-- Problem to work on --
Which lines run from the start of the material below through the line containing "167L407 143L354 148L319"? Retype them exactly, pictures excluded.

-- Supplied records --
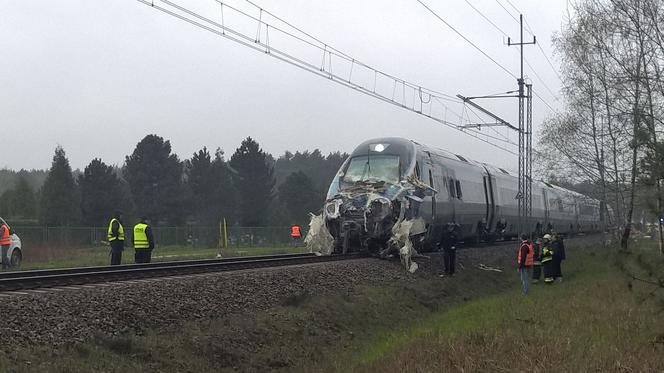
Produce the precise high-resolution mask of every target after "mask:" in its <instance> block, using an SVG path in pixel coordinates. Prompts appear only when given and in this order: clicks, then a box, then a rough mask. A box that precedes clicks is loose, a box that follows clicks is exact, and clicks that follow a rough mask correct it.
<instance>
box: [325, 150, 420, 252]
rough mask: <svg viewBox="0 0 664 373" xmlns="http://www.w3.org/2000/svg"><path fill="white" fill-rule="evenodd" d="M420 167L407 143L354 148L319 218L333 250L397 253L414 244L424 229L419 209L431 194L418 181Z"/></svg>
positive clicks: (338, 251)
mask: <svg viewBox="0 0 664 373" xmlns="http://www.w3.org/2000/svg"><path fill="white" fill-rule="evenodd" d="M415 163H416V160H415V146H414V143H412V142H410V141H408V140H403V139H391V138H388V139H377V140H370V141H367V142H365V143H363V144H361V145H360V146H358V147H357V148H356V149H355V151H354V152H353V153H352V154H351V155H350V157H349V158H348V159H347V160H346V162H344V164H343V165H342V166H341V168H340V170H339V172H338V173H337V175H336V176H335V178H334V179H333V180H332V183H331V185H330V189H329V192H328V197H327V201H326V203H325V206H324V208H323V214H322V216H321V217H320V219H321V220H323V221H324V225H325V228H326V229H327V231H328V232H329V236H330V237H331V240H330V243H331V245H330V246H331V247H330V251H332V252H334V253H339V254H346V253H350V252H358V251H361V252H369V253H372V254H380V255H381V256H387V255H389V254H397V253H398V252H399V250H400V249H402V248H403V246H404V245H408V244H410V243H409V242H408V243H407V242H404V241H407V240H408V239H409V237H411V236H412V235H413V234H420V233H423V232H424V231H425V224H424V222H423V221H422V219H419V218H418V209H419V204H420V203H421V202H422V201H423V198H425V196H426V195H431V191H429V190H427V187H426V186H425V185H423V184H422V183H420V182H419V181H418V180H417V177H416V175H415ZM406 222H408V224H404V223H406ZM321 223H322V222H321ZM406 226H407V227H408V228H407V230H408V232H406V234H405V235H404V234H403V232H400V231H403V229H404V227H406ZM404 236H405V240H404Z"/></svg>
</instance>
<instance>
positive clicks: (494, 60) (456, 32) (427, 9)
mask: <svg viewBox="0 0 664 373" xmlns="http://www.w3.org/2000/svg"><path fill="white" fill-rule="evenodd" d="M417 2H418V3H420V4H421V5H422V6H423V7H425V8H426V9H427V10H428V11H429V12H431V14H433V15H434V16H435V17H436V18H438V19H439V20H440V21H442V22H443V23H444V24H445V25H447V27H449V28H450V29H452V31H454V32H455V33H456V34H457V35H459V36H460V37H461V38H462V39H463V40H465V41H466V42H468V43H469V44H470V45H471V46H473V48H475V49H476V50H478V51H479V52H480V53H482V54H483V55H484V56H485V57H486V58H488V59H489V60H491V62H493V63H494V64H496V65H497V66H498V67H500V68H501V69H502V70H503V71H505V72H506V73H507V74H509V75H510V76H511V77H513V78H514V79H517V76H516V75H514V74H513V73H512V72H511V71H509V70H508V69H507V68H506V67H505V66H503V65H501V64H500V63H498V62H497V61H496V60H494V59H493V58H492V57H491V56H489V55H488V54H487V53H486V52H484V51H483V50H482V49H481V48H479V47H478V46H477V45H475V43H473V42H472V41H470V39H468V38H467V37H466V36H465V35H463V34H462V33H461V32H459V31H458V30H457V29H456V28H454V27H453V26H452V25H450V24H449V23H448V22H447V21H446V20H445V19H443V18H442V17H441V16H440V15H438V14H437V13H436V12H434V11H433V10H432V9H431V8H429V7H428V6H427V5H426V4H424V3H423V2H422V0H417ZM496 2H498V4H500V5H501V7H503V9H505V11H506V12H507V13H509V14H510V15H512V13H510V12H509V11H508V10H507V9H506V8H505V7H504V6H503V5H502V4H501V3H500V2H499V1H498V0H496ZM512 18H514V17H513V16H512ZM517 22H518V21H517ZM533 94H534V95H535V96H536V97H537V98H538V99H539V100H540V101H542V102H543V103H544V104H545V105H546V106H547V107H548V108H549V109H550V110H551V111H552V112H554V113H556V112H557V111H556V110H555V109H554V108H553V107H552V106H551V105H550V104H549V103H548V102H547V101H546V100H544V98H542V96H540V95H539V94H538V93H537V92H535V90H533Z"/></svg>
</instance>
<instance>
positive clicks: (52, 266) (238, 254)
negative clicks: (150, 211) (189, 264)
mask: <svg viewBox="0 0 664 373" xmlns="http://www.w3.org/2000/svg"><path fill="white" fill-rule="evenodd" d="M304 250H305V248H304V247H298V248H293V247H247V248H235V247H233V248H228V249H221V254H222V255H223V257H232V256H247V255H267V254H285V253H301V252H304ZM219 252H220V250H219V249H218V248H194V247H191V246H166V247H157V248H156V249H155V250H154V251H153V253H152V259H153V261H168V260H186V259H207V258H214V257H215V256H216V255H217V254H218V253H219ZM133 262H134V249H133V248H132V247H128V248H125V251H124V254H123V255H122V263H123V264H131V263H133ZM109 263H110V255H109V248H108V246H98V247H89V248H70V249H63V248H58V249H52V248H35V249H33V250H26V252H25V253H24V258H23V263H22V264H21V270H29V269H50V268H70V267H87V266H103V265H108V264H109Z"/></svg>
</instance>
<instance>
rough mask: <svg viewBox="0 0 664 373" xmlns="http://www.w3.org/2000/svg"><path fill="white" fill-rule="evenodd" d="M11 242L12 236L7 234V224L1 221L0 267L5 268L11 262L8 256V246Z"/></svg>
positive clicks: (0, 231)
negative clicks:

-- Finished task --
Produce the precise high-resolution mask of every target after "mask:" in its <instance> block, using an SVG path in pixel coordinates. Prompts appear only when given and in this order: clicks, then a box, then a rough mask. A box that precedes clicks is loose, a box that follows clicks is exact, and clicks that follow a rough mask correct it.
<instance>
box: [325, 150, 420, 252]
rough mask: <svg viewBox="0 0 664 373" xmlns="http://www.w3.org/2000/svg"><path fill="white" fill-rule="evenodd" d="M420 167L407 143L354 148L319 218L333 250L397 253L414 244L424 229L419 209L431 194L418 181Z"/></svg>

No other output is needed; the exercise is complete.